__Task description__
Go to the line containing "Trace the outline" in the records below. Repeat it and the lines after it exactly, all the way to the end.

__Available records__

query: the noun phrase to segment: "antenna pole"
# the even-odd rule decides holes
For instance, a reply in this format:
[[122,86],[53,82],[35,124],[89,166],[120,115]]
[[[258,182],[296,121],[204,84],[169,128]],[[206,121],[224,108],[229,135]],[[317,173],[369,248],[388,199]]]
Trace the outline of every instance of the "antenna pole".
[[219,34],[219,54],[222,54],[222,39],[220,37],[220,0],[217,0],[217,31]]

__Answer box__
Trace the outline of every instance of the "antenna pole".
[[219,34],[219,54],[222,54],[222,39],[220,37],[220,0],[217,0],[217,31]]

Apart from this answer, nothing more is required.